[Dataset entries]
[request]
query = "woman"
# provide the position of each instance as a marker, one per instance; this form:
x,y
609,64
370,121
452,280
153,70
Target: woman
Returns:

> **The problem**:
Copy the lines above back out word for word, leaving nothing out and changing nothing.

> **Correct answer**:
[request]
query = "woman"
# provide the position of each instance as a marker, one per instance; this form:
x,y
609,64
370,121
452,280
153,70
Target: woman
Returns:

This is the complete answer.